What you will do:
Turn the material below into a numbered list with one line per item, omitting blank lines and leaving the pictures out.

▼

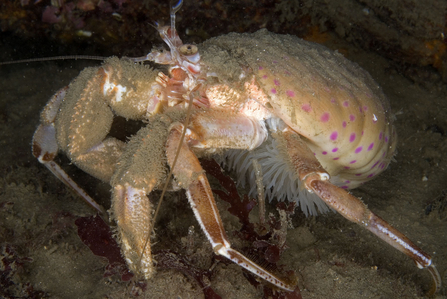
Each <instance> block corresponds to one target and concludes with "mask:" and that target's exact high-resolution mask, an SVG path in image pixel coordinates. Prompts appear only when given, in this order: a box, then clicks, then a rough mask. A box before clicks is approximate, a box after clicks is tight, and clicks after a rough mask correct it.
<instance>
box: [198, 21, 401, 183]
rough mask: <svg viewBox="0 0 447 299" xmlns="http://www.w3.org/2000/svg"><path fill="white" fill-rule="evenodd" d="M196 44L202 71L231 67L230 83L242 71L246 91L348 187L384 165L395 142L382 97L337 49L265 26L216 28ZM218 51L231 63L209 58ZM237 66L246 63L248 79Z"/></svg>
mask: <svg viewBox="0 0 447 299" xmlns="http://www.w3.org/2000/svg"><path fill="white" fill-rule="evenodd" d="M202 48H203V50H204V51H203V54H202V57H203V60H204V61H205V62H204V63H206V62H208V61H207V59H209V60H210V62H211V63H208V64H207V65H206V66H207V67H208V71H209V72H210V73H212V74H216V76H217V78H225V75H224V74H222V73H223V72H230V73H232V74H233V76H232V77H230V78H228V79H227V80H228V82H231V83H232V84H233V86H237V85H236V84H238V83H236V82H240V81H241V80H240V77H244V79H243V80H242V81H244V80H245V81H247V83H250V84H246V89H247V90H246V94H247V95H246V98H247V97H248V98H255V99H262V100H258V101H259V102H261V104H262V106H264V107H265V108H267V109H268V110H269V111H270V112H271V113H272V114H273V115H275V116H277V117H279V118H280V119H281V120H283V121H284V122H285V123H286V124H287V125H289V126H290V127H291V128H293V130H294V131H295V132H297V133H298V134H300V135H301V136H302V137H304V138H305V142H306V144H307V145H308V146H309V148H310V149H311V150H312V151H313V152H314V153H315V156H316V157H317V159H318V160H319V161H320V163H321V164H322V165H323V167H324V169H325V170H326V171H327V172H328V173H329V174H330V175H331V177H332V178H331V182H333V183H334V184H336V185H338V186H340V187H342V188H346V189H348V188H349V189H351V188H355V187H357V186H358V185H359V184H360V183H363V182H366V181H368V180H370V179H372V178H373V177H374V176H376V175H377V174H379V173H381V172H382V171H383V170H385V169H386V167H387V166H388V164H389V161H390V160H391V158H392V156H393V154H394V151H395V146H396V135H395V131H394V127H393V125H392V121H391V120H392V116H391V112H390V109H389V104H388V101H387V100H386V98H385V96H384V94H383V92H382V90H381V89H380V87H379V86H378V85H377V83H376V82H375V81H374V80H373V79H372V78H371V76H370V75H369V74H368V73H366V72H365V71H364V70H363V69H361V68H360V67H358V66H357V65H355V64H354V63H351V62H350V61H348V60H346V59H345V58H344V57H343V56H342V55H341V54H338V53H335V52H333V51H330V50H328V49H326V48H324V47H321V46H319V45H316V44H313V43H309V42H306V41H304V40H301V39H299V38H296V37H293V36H289V35H277V34H271V33H269V32H268V31H266V30H261V31H258V32H257V33H255V34H229V35H226V36H221V37H218V38H214V39H211V40H209V41H206V42H205V43H204V44H203V45H201V46H200V49H201V50H202ZM222 52H225V53H228V56H226V59H225V60H226V61H225V65H230V66H233V65H234V66H233V67H230V68H226V67H225V66H222V65H221V64H218V63H216V64H214V63H213V62H215V61H218V62H219V60H221V58H220V57H219V58H214V57H216V56H217V55H219V54H220V53H222ZM238 66H239V69H238ZM241 66H248V67H249V68H250V72H251V73H252V74H253V75H254V78H255V79H254V83H251V82H250V81H249V80H250V79H251V74H250V73H248V72H247V71H244V70H243V69H242V68H241Z"/></svg>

▲

Exercise output:
1. Each <instance> block corresponds to one target and concludes with "mask:" and that target's exact high-resolution mask, an SVG path in image pixel coordinates. Prompts appear only when given, in this order: a box, then clicks, then a rough mask. A box before clicks is approximate, a box after clicks is tight, and clicks after a rough mask correct it.
2. <instance>
3. box: [198, 21, 401, 183]
4. rough mask: <svg viewBox="0 0 447 299" xmlns="http://www.w3.org/2000/svg"><path fill="white" fill-rule="evenodd" d="M196 44L202 71L231 67L230 83L242 71L246 91L348 187L384 165L395 142L382 97L337 49L265 26L216 28ZM218 51L231 63L209 58ZM237 66L246 63L248 79Z"/></svg>
5. mask: <svg viewBox="0 0 447 299" xmlns="http://www.w3.org/2000/svg"><path fill="white" fill-rule="evenodd" d="M202 48H203V50H204V51H203V54H202V57H203V60H204V61H205V62H204V63H206V62H208V61H207V59H209V60H210V62H211V63H208V64H207V65H206V66H207V67H208V71H209V72H210V73H212V74H216V76H217V78H225V75H224V74H222V73H223V72H230V73H232V74H233V76H232V77H230V78H228V79H227V80H228V82H231V83H232V84H233V86H237V85H236V84H238V83H236V82H240V81H241V80H240V77H244V79H243V80H242V81H244V80H245V81H247V83H250V84H246V89H247V90H246V94H247V95H246V98H247V97H248V98H255V99H262V100H258V101H259V102H261V104H262V106H264V107H265V108H267V109H268V110H269V111H270V112H271V113H272V114H273V115H275V116H277V117H279V118H280V119H281V120H283V121H284V122H285V123H286V124H287V125H289V126H290V127H291V128H293V130H294V131H295V132H297V133H298V134H300V135H301V136H302V137H304V138H305V142H306V144H307V145H308V146H309V148H310V149H311V150H312V151H313V152H314V153H315V156H316V157H317V159H318V160H319V161H320V163H321V164H322V165H323V167H324V169H325V170H326V171H327V172H328V173H329V174H330V175H331V177H332V178H331V182H333V183H334V184H336V185H338V186H340V187H342V188H346V189H348V188H349V189H351V188H355V187H357V186H358V185H359V184H360V183H363V182H366V181H368V180H370V179H372V178H373V177H374V176H376V175H377V174H379V173H381V172H382V171H383V170H385V169H386V167H387V166H388V164H389V161H390V160H391V158H392V156H393V154H394V151H395V146H396V135H395V131H394V127H393V125H392V121H391V120H392V116H391V112H390V109H389V104H388V101H387V100H386V98H385V96H384V94H383V92H382V90H381V89H380V87H379V86H378V85H377V83H376V82H375V81H374V80H373V79H372V78H371V76H370V75H369V74H368V73H366V72H365V71H364V70H363V69H361V68H360V67H358V66H357V65H355V64H354V63H351V62H350V61H348V60H346V59H345V58H344V57H343V56H342V55H341V54H338V53H335V52H333V51H330V50H328V49H326V48H324V47H321V46H319V45H316V44H313V43H309V42H306V41H304V40H301V39H299V38H296V37H293V36H289V35H277V34H271V33H269V32H268V31H266V30H261V31H258V32H257V33H255V34H229V35H226V36H221V37H218V38H214V39H211V40H209V41H206V42H205V43H204V44H203V45H201V46H200V49H201V50H202ZM222 52H225V53H228V56H226V59H225V60H226V61H225V65H230V66H233V65H234V66H233V67H230V68H226V67H225V66H222V65H221V64H218V63H216V64H214V63H213V62H215V61H218V62H219V60H221V58H220V57H219V58H214V57H216V56H217V55H219V54H220V53H222ZM238 66H239V69H238ZM241 66H248V67H249V68H250V72H251V73H252V74H253V75H254V78H255V79H254V83H251V82H250V81H249V80H250V79H251V74H250V73H248V72H247V71H244V70H243V69H242V68H241Z"/></svg>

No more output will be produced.